Task to carry out:
Below are the records; restate all of them exactly.

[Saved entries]
=== Begin Enclosure ===

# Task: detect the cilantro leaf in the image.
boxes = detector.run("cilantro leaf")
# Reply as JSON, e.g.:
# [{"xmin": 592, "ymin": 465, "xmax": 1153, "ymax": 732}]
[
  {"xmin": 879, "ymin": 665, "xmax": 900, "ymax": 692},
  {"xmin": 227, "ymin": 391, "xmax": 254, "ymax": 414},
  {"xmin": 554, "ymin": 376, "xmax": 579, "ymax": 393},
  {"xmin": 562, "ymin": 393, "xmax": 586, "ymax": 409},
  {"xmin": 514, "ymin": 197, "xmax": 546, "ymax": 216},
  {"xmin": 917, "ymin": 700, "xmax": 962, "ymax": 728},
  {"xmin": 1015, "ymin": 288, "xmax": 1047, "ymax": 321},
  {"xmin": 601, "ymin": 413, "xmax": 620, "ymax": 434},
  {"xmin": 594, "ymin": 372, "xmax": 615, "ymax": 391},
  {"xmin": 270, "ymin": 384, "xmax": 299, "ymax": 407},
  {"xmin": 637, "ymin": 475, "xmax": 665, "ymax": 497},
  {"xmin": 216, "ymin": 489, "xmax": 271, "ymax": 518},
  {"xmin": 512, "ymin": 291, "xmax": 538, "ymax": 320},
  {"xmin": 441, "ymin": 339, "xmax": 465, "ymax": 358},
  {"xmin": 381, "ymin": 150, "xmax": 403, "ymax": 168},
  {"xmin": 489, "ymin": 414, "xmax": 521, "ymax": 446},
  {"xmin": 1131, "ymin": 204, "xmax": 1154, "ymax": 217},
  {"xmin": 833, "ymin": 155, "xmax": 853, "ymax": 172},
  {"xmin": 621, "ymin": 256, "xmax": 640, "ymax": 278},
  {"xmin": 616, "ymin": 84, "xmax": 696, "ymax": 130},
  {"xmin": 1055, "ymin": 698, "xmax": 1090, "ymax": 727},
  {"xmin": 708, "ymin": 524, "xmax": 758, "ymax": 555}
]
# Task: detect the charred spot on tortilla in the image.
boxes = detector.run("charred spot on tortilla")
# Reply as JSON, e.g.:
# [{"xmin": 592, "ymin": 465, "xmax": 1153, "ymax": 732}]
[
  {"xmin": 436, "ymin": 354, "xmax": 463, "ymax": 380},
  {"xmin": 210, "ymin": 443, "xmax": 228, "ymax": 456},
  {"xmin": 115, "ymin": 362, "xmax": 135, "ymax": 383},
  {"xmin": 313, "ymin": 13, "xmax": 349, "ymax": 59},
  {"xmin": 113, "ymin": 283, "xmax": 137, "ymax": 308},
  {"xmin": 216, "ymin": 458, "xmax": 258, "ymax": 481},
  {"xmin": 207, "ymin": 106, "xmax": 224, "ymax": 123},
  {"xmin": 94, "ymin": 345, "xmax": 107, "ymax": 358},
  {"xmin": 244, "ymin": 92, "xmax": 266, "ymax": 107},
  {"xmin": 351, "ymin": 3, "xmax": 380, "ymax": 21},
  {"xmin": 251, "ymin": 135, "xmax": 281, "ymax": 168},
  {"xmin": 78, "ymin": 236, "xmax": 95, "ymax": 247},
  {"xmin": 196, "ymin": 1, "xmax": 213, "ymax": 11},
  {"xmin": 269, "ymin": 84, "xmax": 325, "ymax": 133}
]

=== End Enclosure ===

Output for this exercise:
# Task: detect the cilantro leaf in the image.
boxes = detector.run("cilantro leaf")
# Reply as JSON, e.g.:
# [{"xmin": 592, "ymin": 465, "xmax": 1153, "ymax": 732}]
[
  {"xmin": 879, "ymin": 665, "xmax": 900, "ymax": 692},
  {"xmin": 227, "ymin": 391, "xmax": 254, "ymax": 414},
  {"xmin": 554, "ymin": 376, "xmax": 579, "ymax": 393},
  {"xmin": 562, "ymin": 393, "xmax": 586, "ymax": 409},
  {"xmin": 514, "ymin": 197, "xmax": 546, "ymax": 216},
  {"xmin": 917, "ymin": 700, "xmax": 962, "ymax": 728},
  {"xmin": 1015, "ymin": 288, "xmax": 1047, "ymax": 321},
  {"xmin": 601, "ymin": 413, "xmax": 620, "ymax": 434},
  {"xmin": 594, "ymin": 372, "xmax": 615, "ymax": 391},
  {"xmin": 270, "ymin": 384, "xmax": 299, "ymax": 407},
  {"xmin": 637, "ymin": 475, "xmax": 665, "ymax": 497},
  {"xmin": 216, "ymin": 489, "xmax": 271, "ymax": 518},
  {"xmin": 512, "ymin": 291, "xmax": 538, "ymax": 320},
  {"xmin": 441, "ymin": 339, "xmax": 465, "ymax": 358},
  {"xmin": 381, "ymin": 150, "xmax": 403, "ymax": 168},
  {"xmin": 489, "ymin": 414, "xmax": 521, "ymax": 446},
  {"xmin": 1131, "ymin": 204, "xmax": 1154, "ymax": 217},
  {"xmin": 833, "ymin": 155, "xmax": 853, "ymax": 172},
  {"xmin": 621, "ymin": 256, "xmax": 640, "ymax": 278},
  {"xmin": 616, "ymin": 84, "xmax": 696, "ymax": 130},
  {"xmin": 1055, "ymin": 698, "xmax": 1090, "ymax": 727},
  {"xmin": 708, "ymin": 524, "xmax": 758, "ymax": 555}
]
# Task: detect the charred spot on tortilla in the image.
boxes = detector.run("charred spot on tortilla")
# Reply as JSON, e.g.:
# [{"xmin": 592, "ymin": 465, "xmax": 1153, "ymax": 732}]
[
  {"xmin": 436, "ymin": 354, "xmax": 463, "ymax": 380},
  {"xmin": 210, "ymin": 443, "xmax": 228, "ymax": 456},
  {"xmin": 115, "ymin": 362, "xmax": 135, "ymax": 383},
  {"xmin": 313, "ymin": 13, "xmax": 349, "ymax": 59},
  {"xmin": 113, "ymin": 283, "xmax": 137, "ymax": 308},
  {"xmin": 216, "ymin": 458, "xmax": 258, "ymax": 481},
  {"xmin": 207, "ymin": 106, "xmax": 224, "ymax": 123},
  {"xmin": 94, "ymin": 345, "xmax": 107, "ymax": 358},
  {"xmin": 244, "ymin": 92, "xmax": 266, "ymax": 107},
  {"xmin": 351, "ymin": 3, "xmax": 380, "ymax": 21},
  {"xmin": 251, "ymin": 135, "xmax": 281, "ymax": 168},
  {"xmin": 78, "ymin": 236, "xmax": 95, "ymax": 247},
  {"xmin": 196, "ymin": 1, "xmax": 213, "ymax": 11},
  {"xmin": 269, "ymin": 84, "xmax": 325, "ymax": 133}
]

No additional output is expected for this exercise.